Coal is fed onto one end of a moving steel chain grate. As grate moves     along the length of the furnace, the coal burns before dropping off at the end as ash. Some degree of skill is required, particularly when setting up the grate, air dampers and baffles, to ensure clean combustion leaving minimum of un burnt carbon in the ash.

  The coal-feed hopper runs along the entire coal-feed end of the furnace. A coal grate is used to control the rate at which coal is fed into the furnace, and to control the thickness of the coal bed and speed of the grate. Coal must be uniform in size, as large lumps will not burn out completely by the time they reach the end of the grate. As the bed thickness decreases from coal feed end to rear end, different amounts of air are required- more quantity at coal-feed end and less at rear end.

  1. Spreader Stoker Boiler

Spreader stokers utilize a combination of suspension burning and grate burning. The coal is continually fed into the furnace above a burning bed of coal. The coal fines are burned in suspension; the larger particles fall to the grate, where they are burned in a thin, fast burning coal bed. This method of firing provides good flexibility to meet load fluctuations, since ignition is almost instantaneous when firing rate is increased. Hence, the             spreader stoker is favored over other types of stokers in many industrial applications.

[DATA FOR THIS EXERCISE]:
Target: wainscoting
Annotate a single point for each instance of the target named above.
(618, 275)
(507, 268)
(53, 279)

[EXERCISE INSTRUCTIONS]:
(A) Rewrite the coal stoker passage from "Coal is fed onto" to "in the ash.", replacing "ash" with "residue".
(B) Output all of the labeling entries above line by line, exactly as they stand.

[WRITTEN RESPONSES]:
(A)
Coal is fed onto one end of a moving steel chain grate. As grate moves     along the length of the furnace, the coal burns before dropping off at the end as residue. Some degree of skill is required, particularly when setting up the grate, air dampers and baffles, to ensure clean combustion leaving minimum of un burnt carbon in the residue.

(B)
Target: wainscoting
Annotate a single point for each instance of the target named above.
(618, 275)
(507, 268)
(53, 279)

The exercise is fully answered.